Point placement material
* Start *
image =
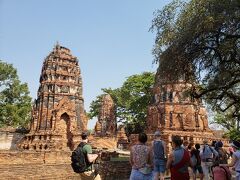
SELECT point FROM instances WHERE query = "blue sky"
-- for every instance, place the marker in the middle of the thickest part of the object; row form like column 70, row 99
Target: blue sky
column 110, row 38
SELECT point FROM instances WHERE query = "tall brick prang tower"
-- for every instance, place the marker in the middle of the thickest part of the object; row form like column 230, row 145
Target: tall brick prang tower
column 58, row 115
column 107, row 123
column 174, row 111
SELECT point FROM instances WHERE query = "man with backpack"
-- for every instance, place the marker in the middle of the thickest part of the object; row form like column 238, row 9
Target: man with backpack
column 196, row 162
column 208, row 156
column 82, row 160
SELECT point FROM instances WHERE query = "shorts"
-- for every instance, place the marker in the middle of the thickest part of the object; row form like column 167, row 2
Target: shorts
column 137, row 175
column 197, row 168
column 159, row 165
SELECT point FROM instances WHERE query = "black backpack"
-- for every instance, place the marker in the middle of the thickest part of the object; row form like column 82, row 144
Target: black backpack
column 78, row 158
* End *
* [Exercise task] Convert all of the material above into a two-column CSV with the columns "request" and "points", one row per request, putting its text and its answer each in a single quoted field with line breaks replaced by spaces. Leave the pictures out.

* [Solution]
request,points
"image = SELECT point FROM instances WHERE query = ""blue sky"" -- for every instance, place the marker in the middle of the thickest part of the object; row form like column 70, row 99 Target: blue sky","column 110, row 38"
"SELECT point FROM instances WHERE query = ""tall brick prang tower"" -- for every instance, place the marker in the middle of the thickest part of the object; row form like column 230, row 145 Target: tall brick prang tower","column 58, row 115 column 107, row 123 column 174, row 111"
"SELECT point FROM instances WHERE query = ""man with backpack"" -- for every instance, place the marker in the middle of the thickest part of the object; row form like column 238, row 9 Target: man with backpack","column 196, row 162 column 208, row 156 column 82, row 160"
"SELECT point FROM instances WHERE query = ""shorts"" -- for every instance, place the marker in the middle of the thickest part of the object; row form like column 167, row 2 Target: shorts","column 137, row 175 column 197, row 168 column 159, row 165"
"SELECT point FROM instances WHERE query = ""black backpack"" -- for every instance, place the marker in the middle of the thickest part of the object; row form like column 82, row 144 Target: black backpack","column 78, row 158"